[Coordinate annotation records]

• • • • • • •

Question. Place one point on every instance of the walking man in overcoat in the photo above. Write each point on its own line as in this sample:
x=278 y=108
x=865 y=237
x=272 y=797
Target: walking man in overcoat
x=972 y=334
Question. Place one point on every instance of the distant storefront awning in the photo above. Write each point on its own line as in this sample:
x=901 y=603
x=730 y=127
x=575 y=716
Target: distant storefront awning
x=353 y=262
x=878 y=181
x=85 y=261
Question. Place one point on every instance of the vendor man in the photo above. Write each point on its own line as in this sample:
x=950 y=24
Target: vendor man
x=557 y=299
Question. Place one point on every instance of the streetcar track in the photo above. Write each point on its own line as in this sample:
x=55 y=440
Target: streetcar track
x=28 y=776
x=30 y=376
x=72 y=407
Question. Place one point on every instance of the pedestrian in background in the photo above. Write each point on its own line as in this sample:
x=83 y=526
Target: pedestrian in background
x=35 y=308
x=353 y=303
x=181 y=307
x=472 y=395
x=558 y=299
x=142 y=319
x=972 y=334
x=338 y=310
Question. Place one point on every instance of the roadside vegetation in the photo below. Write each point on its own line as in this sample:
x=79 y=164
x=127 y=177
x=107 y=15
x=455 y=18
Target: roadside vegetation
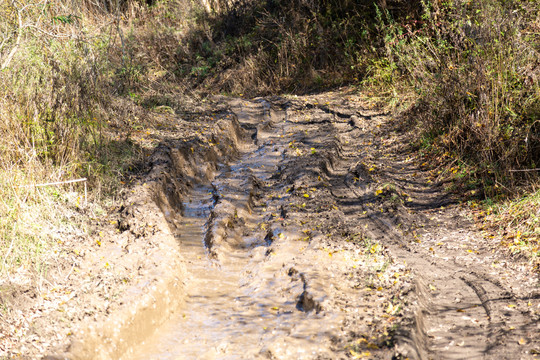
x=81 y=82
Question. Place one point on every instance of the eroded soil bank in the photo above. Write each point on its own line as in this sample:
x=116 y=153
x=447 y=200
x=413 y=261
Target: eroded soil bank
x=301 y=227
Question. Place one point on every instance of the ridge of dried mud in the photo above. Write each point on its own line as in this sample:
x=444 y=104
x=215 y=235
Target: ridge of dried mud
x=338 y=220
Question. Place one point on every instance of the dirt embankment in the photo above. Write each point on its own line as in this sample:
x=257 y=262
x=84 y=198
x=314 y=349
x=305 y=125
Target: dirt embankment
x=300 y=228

• • • • • • •

* Task description *
Please swap "instance" for "occurrence" everywhere in the material above and write it out again with nothing else changed, omitting the pictures.

* Solution below *
Question. Place one point on every occurrence of the walking man in overcoat in the photo above. Write each point on its own line as in this sample:
x=278 y=108
x=865 y=237
x=272 y=797
Target: walking man in overcoat
x=972 y=334
Question. Place one point on every occurrence of the distant storefront awning in the photo above. Write each point on its own line as in this sample:
x=901 y=603
x=730 y=127
x=575 y=716
Target: distant storefront awning
x=353 y=262
x=878 y=181
x=85 y=261
Question. Place one point on every occurrence of the vendor man in the photo above. Write each point on its own line as in this sample:
x=950 y=24
Target: vendor man
x=557 y=299
Question. Place one point on every occurrence of the streetcar track in the photo above. Write each point on its own line as in this sample:
x=55 y=440
Target: streetcar track
x=28 y=776
x=30 y=376
x=72 y=407
Question. Place one point on every occurrence of the pedestrian in background in the photo above. Write each point on its own line as in this sample:
x=83 y=526
Target: pedestrian in background
x=35 y=308
x=353 y=303
x=181 y=307
x=472 y=395
x=558 y=299
x=142 y=319
x=972 y=334
x=338 y=310
Question. Place one point on every occurrence of the roadside vegetation in the photo below. Write each point on its own line as in this sample:
x=79 y=164
x=127 y=177
x=107 y=15
x=455 y=18
Target: roadside vegetation
x=81 y=82
Question. Place one point on every occurrence of the eroded soil bank in the photo above. Write each point on its own line as in this sample:
x=116 y=153
x=447 y=200
x=413 y=261
Target: eroded soil bank
x=301 y=227
Question. Place one point on every occurrence of the ridge of dried mud in the photo above. Write each point on its own line as in this sample:
x=444 y=104
x=215 y=235
Target: ridge of dried mud
x=338 y=220
Question. Place one point on every occurrence of the dirt embankment in the photo above. Write each point on its own line as in this sample:
x=257 y=262
x=84 y=198
x=314 y=349
x=305 y=125
Target: dirt embankment
x=300 y=228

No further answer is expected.